It turns out that sometimes, certain poorly processed oils (such as your generic, over-the-counter coconut oil per say) can clog your follicles and cause what they call a "hair coma". Your hair is still there, but it is literally drowning in oil, which you may or may not rinse out that well; as a result more dirt (we are talking about a microscopic level dirt here) sticks to your roots, making it hard for your hair to breathe. Eventually follicles give up and you lose even more strands.
I personally no longer use anything but gentle shampoo when it comes to my roots. Very rarely - a hairspray (that is only when I have an event), but other than that - nada. No more oils, topical solutions, dry shampoo, overnight scalp masks, hair spray and what not. I then installed a water filter in my shower; deep-cleaned AC; cover my head when I am outdoors and use a UV hair spray on mid-end section of my hair. Also, make sure that when you wash your hair, that the water temperature is not extremely hot; go for what I call a bearable warmth. Always use heat-protector when styling and massage your scalp every time you wash hair, as it will further stimulate blood circulation.
#4: know your hair type
One of the mistakes I used to make, was getting haircuts that would not work well for my wavy and fine hair. Something like a geometric bob with bangs per say. I would religiously flat iron the crap out of my hair in order for my haircut to look as sharp and smooth as possible.
These days, I always think about my hair type first. I no longer go for styles that are high-maintenance. First thing you should be discussing with your hairdresser is - your hair type and how you want to style it. There are a lot of things to consider, including your hair thickness, face shape and overall styling skills. Personally, I am clueless when it comes to hair styling. Which is exactly why I tend to ask for that "model off duty" haircut; it looks good when I go natural and is extremely easy to work with when I want to make an effort. Another tip: even if you are trying to grow out your hair, make sure to trim hair ends every 3 months. Yes, it might slow down the process, but once you really get to a desired length - your mane will look uber healthy and sleek.
#5: look for a hair stylist that gets you
If (s)he is no Bonnie to your Clyde, then look for someone new. Moody hair stylists are the worst; I don't know about you, but I believe that hair collects a lot of energy. Whenever you see someone who is not in the right mood, feels tired or is not that interested in giving you a proper haircut/blowdry/colour - it is better to say "no", than being botched (happened to me before). Especially if you are going through that phase when you feel very vulnerable about your hair, you really need someone who gets you. Look, when I was still in the process of getting my hair back on track, I have worked with only one hair stylist. Since I don't colour my hair, he would give me haircuts that would suit my "situation" at the time and he was very understanding and sweet about it. As a matter of fact, he was the first one to tell me about progress, so it was our celebration.

▶ _DATASET ENTRIES_

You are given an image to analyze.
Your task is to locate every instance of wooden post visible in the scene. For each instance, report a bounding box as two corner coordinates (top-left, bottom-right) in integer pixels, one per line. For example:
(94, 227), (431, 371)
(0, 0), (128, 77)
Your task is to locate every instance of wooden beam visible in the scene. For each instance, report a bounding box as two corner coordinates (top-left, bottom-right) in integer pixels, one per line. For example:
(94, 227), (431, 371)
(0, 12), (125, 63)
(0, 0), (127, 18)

▶ _REQUIREMENT_
In the hair care text, which things does the writer say to consider when discussing your hair type with a hairdresser? Use only the text to answer; the records play no part.

▶ _EXERCISE SOLUTION_
Hair thickness, face shape, and overall styling skills.